* Exercise instructions *
Your task is to show every line in the listing below that includes "mirror".

* Records shown *
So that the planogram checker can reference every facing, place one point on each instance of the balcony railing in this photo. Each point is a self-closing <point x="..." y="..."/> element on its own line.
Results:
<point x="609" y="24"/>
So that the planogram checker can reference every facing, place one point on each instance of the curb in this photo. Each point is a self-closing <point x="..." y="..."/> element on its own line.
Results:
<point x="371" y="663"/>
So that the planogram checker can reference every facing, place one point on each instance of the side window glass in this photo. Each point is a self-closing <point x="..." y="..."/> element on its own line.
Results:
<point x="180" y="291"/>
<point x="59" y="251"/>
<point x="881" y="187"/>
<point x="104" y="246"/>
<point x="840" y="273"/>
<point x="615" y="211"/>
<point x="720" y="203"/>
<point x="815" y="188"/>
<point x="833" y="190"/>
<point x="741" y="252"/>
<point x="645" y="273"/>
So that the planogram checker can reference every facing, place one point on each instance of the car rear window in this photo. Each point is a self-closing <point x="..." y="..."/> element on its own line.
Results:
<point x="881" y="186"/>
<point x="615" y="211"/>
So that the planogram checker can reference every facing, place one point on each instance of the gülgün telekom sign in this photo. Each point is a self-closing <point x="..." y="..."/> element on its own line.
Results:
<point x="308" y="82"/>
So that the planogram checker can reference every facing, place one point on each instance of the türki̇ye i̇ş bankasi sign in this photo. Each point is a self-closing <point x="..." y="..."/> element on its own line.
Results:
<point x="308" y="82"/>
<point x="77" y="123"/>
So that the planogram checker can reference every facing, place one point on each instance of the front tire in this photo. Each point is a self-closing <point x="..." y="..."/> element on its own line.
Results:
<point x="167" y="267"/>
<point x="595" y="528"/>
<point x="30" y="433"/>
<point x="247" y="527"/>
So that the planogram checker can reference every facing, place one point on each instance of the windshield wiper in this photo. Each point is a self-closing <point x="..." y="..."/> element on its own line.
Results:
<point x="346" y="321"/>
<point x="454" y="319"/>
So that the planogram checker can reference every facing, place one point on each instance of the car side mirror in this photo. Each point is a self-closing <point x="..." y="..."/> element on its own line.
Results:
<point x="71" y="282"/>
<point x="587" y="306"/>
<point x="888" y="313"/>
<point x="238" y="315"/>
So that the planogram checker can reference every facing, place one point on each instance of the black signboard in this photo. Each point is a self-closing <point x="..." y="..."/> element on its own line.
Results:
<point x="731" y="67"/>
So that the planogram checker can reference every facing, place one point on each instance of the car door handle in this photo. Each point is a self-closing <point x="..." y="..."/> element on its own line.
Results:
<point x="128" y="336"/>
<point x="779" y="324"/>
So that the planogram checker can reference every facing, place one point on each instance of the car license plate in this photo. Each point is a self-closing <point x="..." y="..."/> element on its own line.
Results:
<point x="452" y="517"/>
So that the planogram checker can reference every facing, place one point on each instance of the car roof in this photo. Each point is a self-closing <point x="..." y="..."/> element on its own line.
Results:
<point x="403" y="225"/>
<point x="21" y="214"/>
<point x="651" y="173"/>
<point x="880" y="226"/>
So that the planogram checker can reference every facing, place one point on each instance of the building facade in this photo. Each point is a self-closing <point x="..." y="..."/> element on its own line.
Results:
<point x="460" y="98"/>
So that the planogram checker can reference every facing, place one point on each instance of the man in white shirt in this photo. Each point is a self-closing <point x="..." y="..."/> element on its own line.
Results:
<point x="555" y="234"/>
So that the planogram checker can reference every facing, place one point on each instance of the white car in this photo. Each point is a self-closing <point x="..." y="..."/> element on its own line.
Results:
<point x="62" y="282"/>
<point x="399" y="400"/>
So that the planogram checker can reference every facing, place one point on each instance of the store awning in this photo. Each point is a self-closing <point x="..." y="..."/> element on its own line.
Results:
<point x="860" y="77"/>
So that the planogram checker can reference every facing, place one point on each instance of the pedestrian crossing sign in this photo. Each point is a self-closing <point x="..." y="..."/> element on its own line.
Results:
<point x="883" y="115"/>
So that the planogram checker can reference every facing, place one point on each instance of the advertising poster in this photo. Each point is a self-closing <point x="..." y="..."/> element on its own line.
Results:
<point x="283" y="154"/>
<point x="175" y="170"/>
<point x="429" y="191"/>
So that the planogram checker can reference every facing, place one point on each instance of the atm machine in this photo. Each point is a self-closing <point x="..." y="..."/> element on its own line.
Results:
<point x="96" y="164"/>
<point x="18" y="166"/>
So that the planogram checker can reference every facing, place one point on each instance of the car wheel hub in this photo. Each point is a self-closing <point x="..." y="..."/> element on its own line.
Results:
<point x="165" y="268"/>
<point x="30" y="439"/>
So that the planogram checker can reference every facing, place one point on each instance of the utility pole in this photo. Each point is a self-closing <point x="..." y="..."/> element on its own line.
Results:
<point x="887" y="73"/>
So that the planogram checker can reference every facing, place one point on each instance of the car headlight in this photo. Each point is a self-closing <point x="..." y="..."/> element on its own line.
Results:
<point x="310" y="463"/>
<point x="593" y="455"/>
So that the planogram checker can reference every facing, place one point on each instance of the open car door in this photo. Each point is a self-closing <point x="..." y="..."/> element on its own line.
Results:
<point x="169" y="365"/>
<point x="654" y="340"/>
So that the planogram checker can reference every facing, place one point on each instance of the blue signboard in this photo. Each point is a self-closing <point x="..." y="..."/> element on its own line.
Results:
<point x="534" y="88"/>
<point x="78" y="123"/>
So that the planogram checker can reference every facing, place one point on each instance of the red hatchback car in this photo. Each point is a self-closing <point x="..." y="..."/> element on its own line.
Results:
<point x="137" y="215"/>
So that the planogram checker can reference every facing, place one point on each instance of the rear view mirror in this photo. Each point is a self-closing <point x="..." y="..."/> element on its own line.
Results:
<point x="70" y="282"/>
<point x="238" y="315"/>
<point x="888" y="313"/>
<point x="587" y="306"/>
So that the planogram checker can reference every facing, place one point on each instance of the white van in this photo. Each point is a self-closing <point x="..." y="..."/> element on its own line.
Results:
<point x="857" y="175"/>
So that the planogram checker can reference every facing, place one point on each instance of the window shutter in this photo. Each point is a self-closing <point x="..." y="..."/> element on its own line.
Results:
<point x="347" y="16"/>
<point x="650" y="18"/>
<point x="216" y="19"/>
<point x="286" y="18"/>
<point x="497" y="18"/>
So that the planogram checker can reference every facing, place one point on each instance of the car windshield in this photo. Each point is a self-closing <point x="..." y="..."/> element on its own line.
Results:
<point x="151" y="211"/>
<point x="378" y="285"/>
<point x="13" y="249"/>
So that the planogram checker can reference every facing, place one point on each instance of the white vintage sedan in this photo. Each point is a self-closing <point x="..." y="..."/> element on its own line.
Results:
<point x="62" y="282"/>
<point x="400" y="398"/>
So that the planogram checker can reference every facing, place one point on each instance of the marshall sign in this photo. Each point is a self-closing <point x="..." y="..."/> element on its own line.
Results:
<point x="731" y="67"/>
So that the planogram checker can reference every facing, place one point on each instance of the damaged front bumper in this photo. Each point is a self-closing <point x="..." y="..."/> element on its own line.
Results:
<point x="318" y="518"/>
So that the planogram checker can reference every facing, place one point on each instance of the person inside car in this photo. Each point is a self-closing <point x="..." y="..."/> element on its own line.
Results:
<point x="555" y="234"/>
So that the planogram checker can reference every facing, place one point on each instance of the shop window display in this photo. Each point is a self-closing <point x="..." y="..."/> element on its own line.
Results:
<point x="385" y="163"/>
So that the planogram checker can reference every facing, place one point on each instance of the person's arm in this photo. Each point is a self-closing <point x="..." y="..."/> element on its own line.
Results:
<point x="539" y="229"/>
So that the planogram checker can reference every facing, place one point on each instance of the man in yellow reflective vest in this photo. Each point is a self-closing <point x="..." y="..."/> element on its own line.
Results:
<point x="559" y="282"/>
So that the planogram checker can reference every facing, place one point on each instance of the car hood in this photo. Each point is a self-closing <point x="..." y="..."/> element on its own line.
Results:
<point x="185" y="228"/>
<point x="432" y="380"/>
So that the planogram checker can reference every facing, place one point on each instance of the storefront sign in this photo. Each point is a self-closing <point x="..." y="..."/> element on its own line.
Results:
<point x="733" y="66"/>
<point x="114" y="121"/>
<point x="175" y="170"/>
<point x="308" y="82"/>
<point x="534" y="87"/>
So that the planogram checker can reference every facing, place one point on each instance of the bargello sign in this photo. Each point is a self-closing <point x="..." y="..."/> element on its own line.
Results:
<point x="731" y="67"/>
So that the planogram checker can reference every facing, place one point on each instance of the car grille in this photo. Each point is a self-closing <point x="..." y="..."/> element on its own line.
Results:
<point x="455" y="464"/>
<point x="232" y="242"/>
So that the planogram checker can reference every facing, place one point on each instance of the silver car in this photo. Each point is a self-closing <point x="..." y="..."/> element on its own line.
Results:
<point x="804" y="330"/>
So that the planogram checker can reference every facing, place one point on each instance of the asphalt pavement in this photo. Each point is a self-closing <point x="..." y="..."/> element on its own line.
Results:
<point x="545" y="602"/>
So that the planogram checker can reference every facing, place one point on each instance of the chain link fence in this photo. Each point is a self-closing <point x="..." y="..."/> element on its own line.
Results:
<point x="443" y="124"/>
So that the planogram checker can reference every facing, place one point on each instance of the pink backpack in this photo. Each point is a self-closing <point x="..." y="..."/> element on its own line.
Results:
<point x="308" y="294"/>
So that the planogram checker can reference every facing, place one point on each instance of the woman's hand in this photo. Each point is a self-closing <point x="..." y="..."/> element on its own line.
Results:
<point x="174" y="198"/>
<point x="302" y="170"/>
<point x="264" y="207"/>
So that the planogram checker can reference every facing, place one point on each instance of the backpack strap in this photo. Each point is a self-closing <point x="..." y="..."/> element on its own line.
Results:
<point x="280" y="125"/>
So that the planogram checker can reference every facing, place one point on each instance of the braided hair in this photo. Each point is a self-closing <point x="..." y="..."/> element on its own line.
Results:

* Your response *
So that the planogram checker can reference every facing, place one point on each instance of the car side mirror in this photo. Each point is a self-closing <point x="..." y="..."/> element on its own line.
So that the planogram checker can reference every facing, place one point on each instance of the rear view mirror in this photo. Each point is a self-closing <point x="..." y="..."/> element on its own line.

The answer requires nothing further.